Exercise: Please convert all the data below into a two-column CSV with the headers input and output. Give one row per text, putting the text and its answer in separate quoted fields with line breaks replaced by spaces.
-----
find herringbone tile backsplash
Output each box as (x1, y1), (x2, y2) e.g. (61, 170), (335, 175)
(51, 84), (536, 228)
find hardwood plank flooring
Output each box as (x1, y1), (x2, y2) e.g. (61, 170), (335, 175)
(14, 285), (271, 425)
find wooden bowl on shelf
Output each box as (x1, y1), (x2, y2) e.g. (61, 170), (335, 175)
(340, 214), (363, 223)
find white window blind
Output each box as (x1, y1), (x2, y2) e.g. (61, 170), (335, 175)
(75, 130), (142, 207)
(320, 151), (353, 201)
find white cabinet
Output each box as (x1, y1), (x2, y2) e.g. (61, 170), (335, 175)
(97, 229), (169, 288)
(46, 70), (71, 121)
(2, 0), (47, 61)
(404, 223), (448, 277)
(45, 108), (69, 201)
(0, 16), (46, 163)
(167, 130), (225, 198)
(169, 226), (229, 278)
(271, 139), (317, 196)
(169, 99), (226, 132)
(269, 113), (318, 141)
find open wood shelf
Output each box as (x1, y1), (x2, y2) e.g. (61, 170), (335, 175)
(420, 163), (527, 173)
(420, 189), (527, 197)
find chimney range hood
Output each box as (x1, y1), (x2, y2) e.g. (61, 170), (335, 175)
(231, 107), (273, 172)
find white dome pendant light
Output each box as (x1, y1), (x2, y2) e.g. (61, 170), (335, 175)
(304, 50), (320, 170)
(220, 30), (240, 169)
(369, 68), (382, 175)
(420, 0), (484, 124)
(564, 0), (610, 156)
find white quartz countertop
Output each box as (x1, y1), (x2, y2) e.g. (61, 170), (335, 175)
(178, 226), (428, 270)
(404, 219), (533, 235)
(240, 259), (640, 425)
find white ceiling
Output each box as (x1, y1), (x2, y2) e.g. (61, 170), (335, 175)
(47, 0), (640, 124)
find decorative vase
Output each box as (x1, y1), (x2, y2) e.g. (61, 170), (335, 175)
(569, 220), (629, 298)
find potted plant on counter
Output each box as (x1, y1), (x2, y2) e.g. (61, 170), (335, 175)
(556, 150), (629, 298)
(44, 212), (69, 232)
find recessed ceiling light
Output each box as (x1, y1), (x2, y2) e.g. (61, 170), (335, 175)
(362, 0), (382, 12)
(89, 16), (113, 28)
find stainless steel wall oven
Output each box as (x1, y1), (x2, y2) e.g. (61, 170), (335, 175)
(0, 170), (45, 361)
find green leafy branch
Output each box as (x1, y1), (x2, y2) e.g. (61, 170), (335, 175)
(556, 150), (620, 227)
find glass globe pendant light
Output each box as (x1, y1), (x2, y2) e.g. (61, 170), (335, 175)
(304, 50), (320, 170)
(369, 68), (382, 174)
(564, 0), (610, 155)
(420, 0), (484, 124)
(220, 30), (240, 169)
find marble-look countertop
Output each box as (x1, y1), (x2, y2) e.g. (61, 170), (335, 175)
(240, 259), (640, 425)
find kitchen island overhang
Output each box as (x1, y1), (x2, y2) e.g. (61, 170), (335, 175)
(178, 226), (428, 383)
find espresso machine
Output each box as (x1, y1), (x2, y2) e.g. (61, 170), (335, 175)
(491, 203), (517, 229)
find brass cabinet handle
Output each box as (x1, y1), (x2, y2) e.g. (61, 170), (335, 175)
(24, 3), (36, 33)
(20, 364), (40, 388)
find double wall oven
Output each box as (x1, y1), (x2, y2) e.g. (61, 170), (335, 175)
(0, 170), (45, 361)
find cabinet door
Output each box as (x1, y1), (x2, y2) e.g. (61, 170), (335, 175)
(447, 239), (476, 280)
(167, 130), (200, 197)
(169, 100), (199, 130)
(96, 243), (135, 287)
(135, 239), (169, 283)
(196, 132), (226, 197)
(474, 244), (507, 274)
-----
Completed exercise:
input,output
"find herringbone tile backsplash Output each box as (x1, y1), (x2, y2) e.g. (61, 170), (335, 175)","(51, 84), (536, 228)"
"find hardwood plank flooring Output each box as (x1, y1), (x2, y2) e.g. (61, 170), (335, 175)","(14, 285), (271, 425)"
"find wooden bowl on shelf Output each box as (x1, y1), (x2, y2) e.g. (61, 170), (335, 175)","(340, 214), (363, 223)"
"find white window blind Output each box as (x1, y1), (x2, y2) e.g. (61, 170), (335, 175)","(75, 130), (142, 207) (320, 151), (353, 201)"
"find white cabinet Output each box as (x1, y1), (x2, y2) e.g. (61, 170), (335, 175)","(97, 229), (169, 288) (46, 70), (71, 121) (2, 0), (47, 61) (404, 223), (448, 277) (45, 108), (69, 201) (0, 16), (46, 163) (167, 130), (225, 198) (169, 226), (229, 278) (271, 139), (317, 196) (169, 99), (226, 132) (269, 113), (318, 141)"
"find open wood shelf Output each box as (x1, y1), (x2, y2) e.g. (61, 170), (335, 175)","(420, 163), (527, 173) (420, 189), (527, 197)"
"find chimney range hood Output each box as (x1, y1), (x2, y2) e.g. (61, 170), (335, 175)","(231, 107), (273, 172)"
"find white dome pendant light Output each box as (x1, y1), (x2, y2) e.g. (61, 170), (335, 175)","(304, 50), (320, 170) (220, 30), (240, 169) (369, 68), (382, 175) (420, 0), (484, 124) (564, 0), (610, 156)"
"find white quartz countertop Output each box as (x1, y1), (x2, y2) e.g. (61, 170), (335, 175)","(178, 226), (428, 270) (404, 219), (533, 235) (240, 259), (640, 425)"
"find white ceiling Output each box as (x1, y1), (x2, y2) e.g. (61, 170), (335, 175)","(47, 0), (640, 124)"
"find decorative vase Output each box as (x1, y1), (x2, y2) e.g. (61, 170), (335, 175)","(569, 220), (629, 298)"
"find potted plant on counter Output each box as (x1, y1), (x2, y2) e.g. (61, 170), (335, 175)","(556, 150), (629, 298) (44, 212), (69, 232)"
"find recessed ceiling light Output each box as (x1, y1), (x2, y2) e.g. (61, 170), (335, 175)","(362, 0), (382, 12) (89, 16), (113, 28)"
"find stainless steel wall oven Output each box as (x1, y1), (x2, y2) e.g. (61, 170), (335, 175)","(0, 170), (45, 361)"
"find green leafy branch Output each box as (x1, y1), (x2, y2) e.g. (61, 170), (335, 175)","(556, 150), (620, 227)"
"find glass globe pendant light Output each box as (x1, y1), (x2, y2) e.g. (61, 170), (335, 175)","(304, 50), (320, 170) (369, 68), (382, 174) (564, 0), (610, 155) (420, 0), (484, 124) (220, 30), (240, 169)"
"find marble-look countertop Output each box as (x1, y1), (x2, y2) e.g. (61, 170), (335, 175)","(240, 259), (640, 425)"
"find kitchen island overhang Output each box as (x1, y1), (x2, y2) e.g. (61, 170), (335, 175)","(178, 226), (428, 383)"
"find espresso machine Output each box as (x1, y1), (x2, y2) e.g. (61, 170), (335, 175)","(491, 203), (517, 229)"
"find brass cabinet handle Output each box as (x1, y1), (x2, y2) e.g. (61, 170), (335, 175)","(24, 3), (36, 33) (20, 364), (40, 388)"
"find double wall oven Output each box as (x1, y1), (x2, y2) e.g. (61, 170), (335, 175)","(0, 170), (45, 361)"
"find cabinet door Output each box as (x1, y1), (x2, y2) e.g. (61, 170), (335, 175)","(447, 239), (476, 280) (167, 130), (200, 197) (169, 100), (199, 130) (96, 243), (135, 287) (135, 239), (169, 283) (196, 132), (226, 197) (474, 244), (507, 274)"